## begin Given records

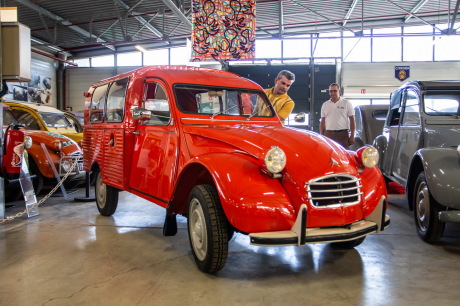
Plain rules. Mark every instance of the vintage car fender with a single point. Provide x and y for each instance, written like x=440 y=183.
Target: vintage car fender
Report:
x=380 y=143
x=442 y=169
x=252 y=201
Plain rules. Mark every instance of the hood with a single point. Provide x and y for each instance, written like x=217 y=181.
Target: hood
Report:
x=305 y=150
x=69 y=146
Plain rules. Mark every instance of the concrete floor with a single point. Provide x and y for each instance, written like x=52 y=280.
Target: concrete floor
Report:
x=71 y=255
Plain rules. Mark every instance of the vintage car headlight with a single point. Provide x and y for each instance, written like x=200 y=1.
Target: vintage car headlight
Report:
x=66 y=164
x=368 y=156
x=275 y=160
x=56 y=146
x=27 y=142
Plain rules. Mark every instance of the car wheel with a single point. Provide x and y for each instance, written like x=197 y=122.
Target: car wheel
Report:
x=207 y=229
x=106 y=197
x=426 y=210
x=348 y=244
x=12 y=192
x=38 y=180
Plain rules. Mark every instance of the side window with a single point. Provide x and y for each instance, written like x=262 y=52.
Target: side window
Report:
x=25 y=118
x=98 y=104
x=116 y=101
x=156 y=101
x=395 y=108
x=411 y=114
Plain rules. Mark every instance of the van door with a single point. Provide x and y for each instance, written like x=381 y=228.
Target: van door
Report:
x=408 y=139
x=113 y=139
x=156 y=146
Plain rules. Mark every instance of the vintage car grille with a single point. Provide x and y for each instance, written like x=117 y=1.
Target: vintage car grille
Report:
x=334 y=190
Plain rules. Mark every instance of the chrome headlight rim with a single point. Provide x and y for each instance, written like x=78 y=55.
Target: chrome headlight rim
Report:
x=275 y=160
x=369 y=157
x=27 y=142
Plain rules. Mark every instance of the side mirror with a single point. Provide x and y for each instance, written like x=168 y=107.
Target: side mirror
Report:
x=140 y=113
x=300 y=117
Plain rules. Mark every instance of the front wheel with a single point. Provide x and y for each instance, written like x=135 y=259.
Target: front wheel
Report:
x=106 y=197
x=426 y=211
x=207 y=229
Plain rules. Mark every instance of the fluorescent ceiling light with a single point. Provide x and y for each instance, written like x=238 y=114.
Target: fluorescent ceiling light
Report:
x=140 y=48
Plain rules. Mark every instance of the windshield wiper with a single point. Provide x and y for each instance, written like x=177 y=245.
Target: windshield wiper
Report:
x=224 y=111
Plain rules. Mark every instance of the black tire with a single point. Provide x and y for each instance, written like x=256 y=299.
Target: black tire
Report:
x=207 y=229
x=346 y=245
x=38 y=180
x=106 y=197
x=426 y=209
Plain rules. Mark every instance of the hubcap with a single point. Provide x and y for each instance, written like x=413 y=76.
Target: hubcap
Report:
x=423 y=206
x=197 y=229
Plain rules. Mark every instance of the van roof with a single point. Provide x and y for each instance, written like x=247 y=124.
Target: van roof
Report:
x=187 y=74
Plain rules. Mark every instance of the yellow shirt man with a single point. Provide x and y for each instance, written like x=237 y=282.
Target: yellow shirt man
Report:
x=278 y=97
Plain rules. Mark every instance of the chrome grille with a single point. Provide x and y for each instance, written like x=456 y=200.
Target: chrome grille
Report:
x=334 y=190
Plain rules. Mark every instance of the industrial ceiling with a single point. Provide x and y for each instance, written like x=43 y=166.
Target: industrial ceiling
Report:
x=82 y=28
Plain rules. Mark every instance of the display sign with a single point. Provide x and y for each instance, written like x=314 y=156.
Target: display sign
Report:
x=402 y=72
x=223 y=30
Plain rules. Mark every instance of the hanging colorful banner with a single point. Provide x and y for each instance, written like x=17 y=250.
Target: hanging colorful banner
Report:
x=223 y=30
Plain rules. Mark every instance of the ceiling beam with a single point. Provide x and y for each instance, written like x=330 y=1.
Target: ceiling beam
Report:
x=144 y=22
x=179 y=14
x=352 y=7
x=55 y=17
x=415 y=9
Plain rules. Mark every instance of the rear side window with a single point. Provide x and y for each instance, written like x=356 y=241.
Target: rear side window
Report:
x=156 y=101
x=25 y=118
x=98 y=104
x=116 y=101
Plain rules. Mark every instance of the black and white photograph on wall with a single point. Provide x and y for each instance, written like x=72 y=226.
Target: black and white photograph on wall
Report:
x=38 y=90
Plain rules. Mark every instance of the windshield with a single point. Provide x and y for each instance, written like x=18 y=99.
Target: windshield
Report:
x=217 y=101
x=442 y=103
x=8 y=117
x=58 y=121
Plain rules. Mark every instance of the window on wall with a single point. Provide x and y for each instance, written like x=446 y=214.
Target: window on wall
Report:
x=129 y=59
x=356 y=49
x=326 y=45
x=83 y=62
x=103 y=61
x=180 y=56
x=293 y=48
x=446 y=46
x=268 y=48
x=156 y=57
x=418 y=48
x=386 y=49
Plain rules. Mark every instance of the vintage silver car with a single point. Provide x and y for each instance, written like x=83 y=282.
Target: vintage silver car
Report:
x=369 y=124
x=420 y=149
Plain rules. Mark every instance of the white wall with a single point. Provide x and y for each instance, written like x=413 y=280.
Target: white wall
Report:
x=378 y=80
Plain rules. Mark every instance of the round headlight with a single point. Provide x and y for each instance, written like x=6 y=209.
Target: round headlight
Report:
x=27 y=142
x=66 y=165
x=275 y=160
x=370 y=157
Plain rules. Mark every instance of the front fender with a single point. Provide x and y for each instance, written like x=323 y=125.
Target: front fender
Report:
x=442 y=169
x=253 y=202
x=380 y=143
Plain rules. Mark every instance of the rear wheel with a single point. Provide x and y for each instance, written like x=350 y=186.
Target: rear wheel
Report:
x=106 y=197
x=207 y=229
x=38 y=180
x=348 y=244
x=426 y=211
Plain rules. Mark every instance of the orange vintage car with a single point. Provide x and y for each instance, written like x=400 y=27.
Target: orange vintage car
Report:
x=193 y=141
x=62 y=151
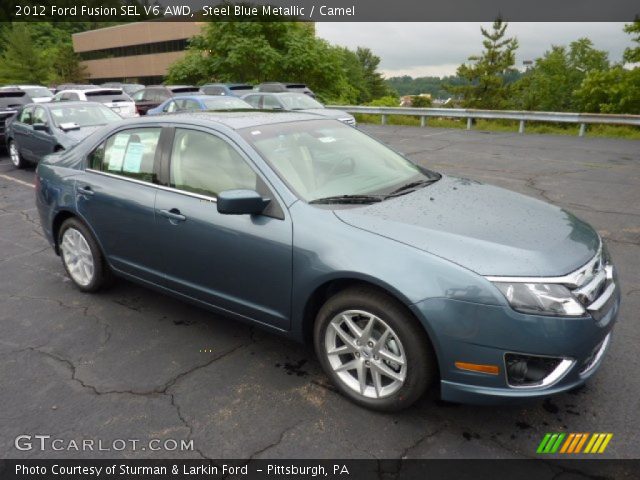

## end Given records

> _Request_
Can you recast the entire listing above as a numbered list, one item per line, leaving out any blank lines and omitting the pictures?

> _Output of the exercise_
1. Plain rules. Mark every instance of the vintage car fender with a single point. Provide x and y for each instance, written like x=440 y=183.
2. Target: vintage car fender
3. Report:
4. x=380 y=143
5. x=442 y=169
6. x=252 y=201
7. Plain rules. Mark every instance of the hood with a single point. Provide x and y for each instance, written like x=217 y=181.
8. Target: hood
9. Report:
10. x=305 y=150
11. x=69 y=146
12. Plain rules. Mark every instance of the concrete floor with a single point. Provide x and y for each instance, written like x=52 y=280.
13. Target: concrete floor
14. Report:
15. x=71 y=255
16. Plain rules. Mark every instance of the vintage car headlight with a single point. Provide x and y for each instance, written like x=200 y=1.
17. Target: vintage car headlight
18. Report:
19. x=66 y=164
20. x=368 y=156
21. x=275 y=160
22. x=56 y=146
23. x=27 y=142
24. Plain rules. Mark every instance of the car wheel with a single point. Provide x and y for each instance, written like x=197 y=122.
25. Target: car wheel
26. Report:
27. x=207 y=229
28. x=106 y=197
29. x=426 y=210
30. x=348 y=244
31. x=12 y=192
32. x=38 y=180
33. Plain rules. Mark every instance of the side window with a single point. Provide x and y for each instance, written like x=262 y=52.
34. Target: side window
35. Report:
36. x=25 y=118
37. x=98 y=104
38. x=116 y=101
39. x=156 y=101
40. x=395 y=108
41. x=411 y=114
42. Plain rules. Mark every instance of the van door with a single point. Provide x and y for each instance, written like x=381 y=228.
43. Target: van door
44. Report:
45. x=408 y=139
46. x=113 y=139
47. x=156 y=146
48. Plain rules. Mark every instance of the vintage car grille with a single point. Provide x and y for each instance, written like x=117 y=1.
49. Target: vintage car grille
50. Report:
51. x=334 y=190
52. Plain rules. Mark every instance of the chrome headlight rim with a single point. Provide x and y for each instance, written like x=78 y=55.
53. Target: chrome headlight rim
54. Report:
55. x=275 y=160
56. x=369 y=157
57. x=27 y=142
58. Plain rules. Mark every instance of the side mirror with a single point. Provide x and y for each instance, written like x=168 y=107.
59. Target: side mirror
60. Report:
61. x=140 y=113
62. x=300 y=117
63. Plain rules. Mark every instance of the front wheel with a single point. Provide x and y for each instance, written like x=135 y=259.
64. Target: front wheel
65. Report:
66. x=106 y=197
67. x=426 y=211
68. x=207 y=229
69. Plain rules. Mark every instance of the fluorescent ceiling light with a single point. Provide x and y for each instance, written like x=238 y=114.
70. Target: fluorescent ceiling light
71. Report:
72. x=140 y=48
73. Plain rules. Mark every instance of the windshield wiper with a single point. Provide x and y for each instance, written like x=177 y=245.
74. Target: windshield wiper
75. Report:
76. x=224 y=111
77. Plain rules. Mark every instance of the black tire with a single point. Provide x and y for each instance, written like x=256 y=299.
78. Target: black tire
79. Report:
80. x=207 y=229
81. x=346 y=245
82. x=38 y=180
83. x=106 y=197
84. x=426 y=209
85. Plain rules. Mark every instance of the hubcap with a single point. Provide x and y for each instance, written like x=413 y=76.
86. Target: hubcap
87. Report:
88. x=423 y=206
89. x=197 y=229
90. Plain rules. Mark every instance of the van roof with a single point. Provide x and y for each instance, written like x=247 y=124.
91. Target: van roof
92. Report:
93. x=187 y=74
94. Plain rules. Mark every instance of the yellow shirt man with a single point. Provide x and y for each instance, written like x=237 y=282.
95. Target: yellow shirt man
96. Report:
97. x=278 y=97
98. Plain rules. Mark every instance of the chrome grille with a single point. Provide x and y for each instance, written like x=456 y=200.
99. Target: chrome grille
100. Report:
101. x=334 y=190
102. Plain rules. Mark every instance of the industrial ceiling with a single point. Provide x and y for each instance, written like x=43 y=166.
103. Target: industrial ceiling
104. Report:
105. x=82 y=28
106. Plain rules. Mark every instance of the display sign with a single point. Provide x and y for each instance, written like x=314 y=156.
107. Target: display sign
108. Report:
109. x=402 y=72
110. x=223 y=30
111. Plain rules. Mark every instance of the hanging colorful banner with a single point. Provide x and y for each instance, written like x=17 y=250.
112. Target: hanging colorful banner
113. Report:
114. x=223 y=30
115. Plain rules. Mark every instance of the ceiling beam with a single point. Provide x and y for each instance, written like x=330 y=1.
116. Target: ceiling beam
117. Report:
118. x=144 y=22
119. x=179 y=14
120. x=352 y=7
121. x=55 y=17
122. x=415 y=9
123. Plain rules. Mark every instance of the rear side window with a single point. Provide x and y for each instance, written like x=356 y=241.
124. Target: rear side window
125. Report:
126. x=156 y=101
127. x=25 y=118
128. x=98 y=104
129. x=116 y=101
130. Plain rules. Mark every instance of the black and white photograph on wall with a single point. Provide x and y for each instance, written like x=72 y=226.
131. Target: black and white photograph on wall
132. Report:
133. x=38 y=90
134. Plain rules. Mark every instance of the windshield with a single point. Provide x and y for each instance, written like x=18 y=99.
135. Target: windshield
136. Report:
137. x=217 y=101
138. x=442 y=103
139. x=8 y=117
140. x=58 y=121
141. Plain rules. Mark every instance of the window on wall with a single point. Provide x and y for each instance, written like x=446 y=214.
142. Target: window on wall
143. Report:
144. x=129 y=59
145. x=356 y=49
146. x=326 y=45
147. x=83 y=62
148. x=103 y=61
149. x=180 y=56
150. x=293 y=48
151. x=446 y=46
152. x=268 y=48
153. x=156 y=57
154. x=418 y=48
155. x=386 y=49
156. Plain rules. Mark every instance of the vintage silver car with a single point. Provide x and y for each instance, written like x=83 y=282.
157. Target: vintage silver car
158. Report:
159. x=369 y=124
160. x=420 y=149
161. Plain rules. Mark every instance of the white wall with a single point. Provide x and y for each instance, written like x=413 y=280.
162. Target: white wall
163. Report:
164. x=378 y=80
165. Plain rules. Mark every instance of the round headlight with a single point. Provide x and y for each instance, written like x=6 y=209.
166. Target: round headlight
167. Report:
168. x=27 y=142
169. x=66 y=165
170. x=275 y=160
171. x=370 y=157
172. Plain rules. Mark every instance of the front fender with a single point. Provide x and y for each instance, written like x=323 y=125.
173. Target: front fender
174. Report:
175. x=442 y=169
176. x=253 y=202
177. x=380 y=143
178. Plain rules. Mark every instance of the rear wheel with a single point. Provide x and y for each instance, written like x=350 y=186.
179. Target: rear wheel
180. Report:
181. x=106 y=197
182. x=207 y=229
183. x=38 y=180
184. x=348 y=244
185. x=426 y=211
186. Plain rules. Mark every instance of the orange vintage car with a single point. Provide x and y for each instance, written like x=400 y=27.
187. Target: orange vintage car
188. Report:
189. x=193 y=141
190. x=62 y=151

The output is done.